» **Objective**:
Extend the column below about "the good old days" and quarter horse speed, picking up right after its final sentence.

» **Page extract**:
§

Good ol' Days ... maybe not so

                        WRANGLING ON THE RANGE #44
THE GOOD OLD DAYS NOT....
     While reading the first chapters of Laura Hillenbrand's book
"Seabiscuit - An American Legend" one thing really hit me between
the eyes. The account of the teen jockeys in the 1920s and 1930s
and how most were treated by horse trainers, race horse owners
and the world of horse racing, is to put it mildly "shocking" and
to put it bluntly "a criminal disgrace" that people today would
be put in jail for, or exposed on the "investigative" programs
like "60 Minutes" or "20/20" or "Dateline."
     This phrase and saying about "the good old days" is a hollow
bleating lie in many ways, it sure was for those jockeys, the
majority of them anyway.
     And when you consider all the other inequities, the racial
discrimination of the USA, between whites and blacks, the average
treatment of women in those days, the power of the employer, the
religious nutty fire and brimstone "burning in hell for eternity"
tent revival preachers, there is no real truth in the phrase "the
good old days."
     Those days were often sobering BAD!     
     Put all that in the context of TWO world wars only 20 years
apart, and the Stock Market collapse; it was anything but "good
old days."  
     Well there was this triangle of three unlikely men coming
together as a team, with this unlikely very ordinary looking
small horse, who did give the world something to cheer about, get
inspired about, get happy about, get excited about. And that's
what Hillenbrand paints the picture for you in detailed
technicolour, in her book on the newsiest news of the last years
of the 1930s.
QUARTER HORSE SPEED:
     Quoting from Hillenbrand's book: "In 1991, George Pratt,
PhD., of the Massachusetts Institute of Technology used high
speed cameras, race films, and computer analysis to gauge the
speed of a high-class quarter horses at Los Alamitos Racecourse,
recording a top speed of 52 1/2 miles per hour for one horse.
According to Pratt's analysis, quarter mile world record setter
Truckle Feature had a peak speed of just under 80 feet per
second, or 54 mph. Note that this reflects top speed, not average
sped over a distance, which would be slower.
End quote
     Now, I have to take this with a might big lump of salt. Next
time you are out driving your car, safely of course, mark 52 and
1/2 miles per hour. Can ANY horse really go that fast? 
     You can do all kinds of things in a lab, with this gadget
and that gadget, and come up with things that in the reality of
the real world is HUMBUG and does not play itself out as the lab
tech stuff would indicate.

§

» **Supplied data**:
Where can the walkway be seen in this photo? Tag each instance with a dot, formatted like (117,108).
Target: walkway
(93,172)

§

» **Exercise output**:
     It's like this. I could when a young guy, do say two yards in a
1/5 of a second, maybe a 1/10 of a second (oh yes I was the
fastest sprinter in my high school, and only lost one race in
four years in the inter-school Track and Field meet events, in the 100
and 220 yard sprint races). So what I could do in a 2 yard time,
multiplied by whatever this Professor did, could give an inflated
so-called technical time per hour of ... whatever.
     It's all PHONEY. It's all playing with machines and figures
in a lab. Few horses can reach 40 miles per hour, at any time,
maybe some can get up to between 40 and 45 miles per hour for
part of the race. 52 and 1/2 and 54 ..... as John Stossel would say,
give me a break!
     If a horse can do 10 feet in 1/10 of a second, it would have
to do 8 of them in a second to move 80 feet per second. Now stop
and look next time you see a timing machine, notice haw fast the
1/10th of a second go to complete 10 of them, to make a second -
they fly by. Then think of a horse in gallop mode doing slightly
less (having to do 8 and not 10) of those strides - 8 and not 10
in one second. See how fast those 1/10 second shoot through to
make one second in those second and 10th timer clocks. You blink 
(maybe two quick blinks) and those tenths of a second have gone.
     A quarter mile is 440 yards which is 1320 feet. The world
record is near enough 20 seconds. Divide 20 into 1320 and you get
66 feet a second. Actually the record is nearly 21 seconds
(specifically 20.71) so it is less than 66 feet a second.  
     The idea of 54 mph is ludicrous, but you could I guess come
up with this fancy figure if working it in a lab with fancy
gadgets. You may like to give it a literal try. Get a winning
fast horse lined up with a good flying car from zero to 54 miles
an hour car. Line them up and hit the gas, get that car to scream
up to, for any part of the race, 54 miles an hour. See if your
world class speed horse can ever get close to 54 miles an hour.
Make it a movie and prove it to me.
Keith Hunt 
.....................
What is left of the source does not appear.